SOURCE PASSAGE:
*** Block opens ***

According to SFC's statistics, the number of licensed individuals temporarily relocated outside Hong Kong has remained at less than 50, accounting for around 0.1 per cent of the total number of licensed individuals. Licensed corporations concerned have reported to SFC that the majority of these temporarily relocated ROs have returned to Hong Kong within three to six months.
Licensed corporations and individuals as well as market participants should make all reasonable efforts to maintain "business as usual" in respect of their regulatory obligations, regulatory filing, reporting and observing other deadlines. SFC will consider the specific circumstances of each case and continue to maintain communication with the industry in flexibly handling regulatory matters while upholding market integrity and protecting investors.
(3) The asset and wealth management business of Hong Kong amounted to $35.5 trillion as at end-2021, with 65 per cent of the funding sourced from non-Hong Kong investors. Hong Kong has the strengths as Asia's premier asset and wealth management hub.
The Government has made various efforts to enhance Hong Kong's competitiveness as a premier international asset and wealth management centre, including diversifying fund structures, providing a more facilitating tax environment, expanding the fund distribution network, promoting the real estate investment trust (REIT) market, and fostering the development of Hong Kong's family office business. These measures also help attract multinational corporations to set up corporate treasury centres in Hong Kong.
Since the introduction of the limited partnership fund (LPF) regime in August 2020, over 560 LPFs have been registered in Hong Kong. Foreign funds can also readily re-domicile to Hong Kong with the passage of the legislation concerned in September 2021. To further enhance the attractiveness of open-ended fund companies (OFCs) and REITs, subsidy is provided for OFCs set up or re-domiciled to Hong Kong and REITs authorised by SFC and listed in Hong Kong in the three years from May 2021. The subsidy covers 70 per cent of the expenses charged by local professional service providers. The maximum subsidy amount for each OFC is $1 million, and that for each REIT is $8 million.
To attract more family offices to set up and operate in Hong Kong, the Government will offer tax concessions for family-owned investment holding vehicles managed by single family offices in Hong Kong. The relevant amendment bill will be introduced into the Legislative Council for First Reading today (December 14).
Under "one country, two systems", Hong Kong has the distinctive advantages of enjoying strong support from the Motherland and being closely connected to the world. Hong Kong has direct access to the huge Mainland market as well as international connectivity. The development of Hong Kong's financial services industry has staunch support from the Central People's Government. The National 14th Five-Year Plan backs Hong Kong to enhance its status as an international financial centre; strengthen its status as a global offshore RMB business hub, an international asset management centre and a risk management centre; and deepen and widen mutual access between the financial markets of the Mainland and Hong Kong.
To achieve the objectives of the National 14th Five-Year Plan, the Government has implemented a series of measures to enhance Hong Kong's competitiveness in financial services and strengthen mutual capital market access between the Mainland and Hong Kong. The Government will continue to strengthen and leverage on Hong Kong's advantages to promote the development of the financial services sector of our Country and Hong Kong. Thank you President.

*** Block closes ***

Answer these questions from the statement on Hong Kong's financial services:
(a) How many licensed individuals have temporarily relocated outside Hong Kong, and what share of all licensed individuals is that?
(b) What was the size of Hong Kong's asset and wealth management business at the end of 2021?
(c) How many limited partnership funds have been registered since that regime began in August 2020?

RECORDED INFORMATION:
*** Block opens ***

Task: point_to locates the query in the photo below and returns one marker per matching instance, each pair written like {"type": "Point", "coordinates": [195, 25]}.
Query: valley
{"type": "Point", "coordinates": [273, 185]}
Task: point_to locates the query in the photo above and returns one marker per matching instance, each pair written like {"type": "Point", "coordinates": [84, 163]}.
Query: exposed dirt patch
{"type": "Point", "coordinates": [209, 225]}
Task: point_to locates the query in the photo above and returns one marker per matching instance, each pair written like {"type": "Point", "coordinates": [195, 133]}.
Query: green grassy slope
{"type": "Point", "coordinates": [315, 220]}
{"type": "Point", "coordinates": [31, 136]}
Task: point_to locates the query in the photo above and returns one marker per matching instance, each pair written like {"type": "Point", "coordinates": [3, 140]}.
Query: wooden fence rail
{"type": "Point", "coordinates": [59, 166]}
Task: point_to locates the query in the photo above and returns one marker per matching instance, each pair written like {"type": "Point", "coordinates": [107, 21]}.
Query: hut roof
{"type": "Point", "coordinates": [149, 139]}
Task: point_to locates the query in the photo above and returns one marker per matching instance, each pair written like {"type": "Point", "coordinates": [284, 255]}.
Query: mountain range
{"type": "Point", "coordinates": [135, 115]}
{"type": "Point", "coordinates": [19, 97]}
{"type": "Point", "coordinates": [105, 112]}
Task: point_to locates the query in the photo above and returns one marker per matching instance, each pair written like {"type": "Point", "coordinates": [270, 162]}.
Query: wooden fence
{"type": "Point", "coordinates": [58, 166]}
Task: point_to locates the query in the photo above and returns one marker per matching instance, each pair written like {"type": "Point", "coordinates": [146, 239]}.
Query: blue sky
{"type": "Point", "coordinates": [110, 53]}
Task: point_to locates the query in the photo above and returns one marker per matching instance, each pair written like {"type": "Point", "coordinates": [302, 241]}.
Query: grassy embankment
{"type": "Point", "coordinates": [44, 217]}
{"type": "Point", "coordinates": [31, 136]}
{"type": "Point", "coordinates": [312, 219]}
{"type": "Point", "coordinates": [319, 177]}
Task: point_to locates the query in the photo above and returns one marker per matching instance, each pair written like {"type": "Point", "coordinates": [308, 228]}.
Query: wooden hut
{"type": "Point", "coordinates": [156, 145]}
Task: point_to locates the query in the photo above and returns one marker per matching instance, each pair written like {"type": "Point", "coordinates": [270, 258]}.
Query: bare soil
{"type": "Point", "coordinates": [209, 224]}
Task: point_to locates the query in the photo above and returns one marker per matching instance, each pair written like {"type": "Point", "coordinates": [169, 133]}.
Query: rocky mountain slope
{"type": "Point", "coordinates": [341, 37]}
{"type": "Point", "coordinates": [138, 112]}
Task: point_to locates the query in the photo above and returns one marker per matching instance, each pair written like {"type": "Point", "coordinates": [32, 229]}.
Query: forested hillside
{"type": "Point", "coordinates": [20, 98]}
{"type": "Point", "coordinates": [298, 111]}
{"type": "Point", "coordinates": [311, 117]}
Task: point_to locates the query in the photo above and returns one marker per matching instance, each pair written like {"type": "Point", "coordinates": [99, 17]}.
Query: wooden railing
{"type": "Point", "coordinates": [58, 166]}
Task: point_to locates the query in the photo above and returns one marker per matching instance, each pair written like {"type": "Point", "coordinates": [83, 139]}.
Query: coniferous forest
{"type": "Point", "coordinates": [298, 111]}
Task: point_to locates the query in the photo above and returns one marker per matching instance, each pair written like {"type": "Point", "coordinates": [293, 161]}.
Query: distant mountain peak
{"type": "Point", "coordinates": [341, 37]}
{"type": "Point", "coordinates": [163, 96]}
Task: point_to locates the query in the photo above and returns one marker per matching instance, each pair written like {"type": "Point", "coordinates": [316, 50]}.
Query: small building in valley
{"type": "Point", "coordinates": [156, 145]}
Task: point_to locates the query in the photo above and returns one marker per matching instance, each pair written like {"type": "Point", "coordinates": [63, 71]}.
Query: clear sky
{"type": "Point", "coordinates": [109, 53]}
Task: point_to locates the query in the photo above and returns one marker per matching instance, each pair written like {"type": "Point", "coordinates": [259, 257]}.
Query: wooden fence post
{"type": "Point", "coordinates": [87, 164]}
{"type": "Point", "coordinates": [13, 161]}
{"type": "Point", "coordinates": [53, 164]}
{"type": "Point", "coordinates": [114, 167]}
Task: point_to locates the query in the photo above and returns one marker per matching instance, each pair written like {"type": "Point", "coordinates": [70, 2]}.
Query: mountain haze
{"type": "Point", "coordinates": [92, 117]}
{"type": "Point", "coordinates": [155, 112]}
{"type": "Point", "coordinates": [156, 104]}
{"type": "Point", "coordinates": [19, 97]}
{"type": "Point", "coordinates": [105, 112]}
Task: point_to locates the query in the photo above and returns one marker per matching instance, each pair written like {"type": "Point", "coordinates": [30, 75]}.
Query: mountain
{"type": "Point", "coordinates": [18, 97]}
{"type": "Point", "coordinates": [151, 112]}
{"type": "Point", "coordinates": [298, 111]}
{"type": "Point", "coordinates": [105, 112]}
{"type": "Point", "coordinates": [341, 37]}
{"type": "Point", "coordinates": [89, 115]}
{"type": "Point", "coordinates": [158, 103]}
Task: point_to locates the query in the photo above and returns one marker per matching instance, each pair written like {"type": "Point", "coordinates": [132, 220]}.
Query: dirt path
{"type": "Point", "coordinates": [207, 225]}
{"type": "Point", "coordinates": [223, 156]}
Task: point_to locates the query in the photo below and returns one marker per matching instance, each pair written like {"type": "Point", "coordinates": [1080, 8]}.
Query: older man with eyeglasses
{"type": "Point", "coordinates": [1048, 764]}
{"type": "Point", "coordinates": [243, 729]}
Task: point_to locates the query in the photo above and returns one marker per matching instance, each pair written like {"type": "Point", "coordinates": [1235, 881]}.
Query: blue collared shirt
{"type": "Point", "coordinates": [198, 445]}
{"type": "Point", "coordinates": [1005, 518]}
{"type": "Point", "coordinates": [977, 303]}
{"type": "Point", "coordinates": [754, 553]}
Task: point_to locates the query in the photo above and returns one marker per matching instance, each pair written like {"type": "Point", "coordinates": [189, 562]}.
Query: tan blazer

*** Block closes ***

SOLUTION TO THE EXERCISE:
(a) Fewer than 50, about 0.1 per cent of all licensed individuals.
(b) $35.5 trillion.
(c) Over 560.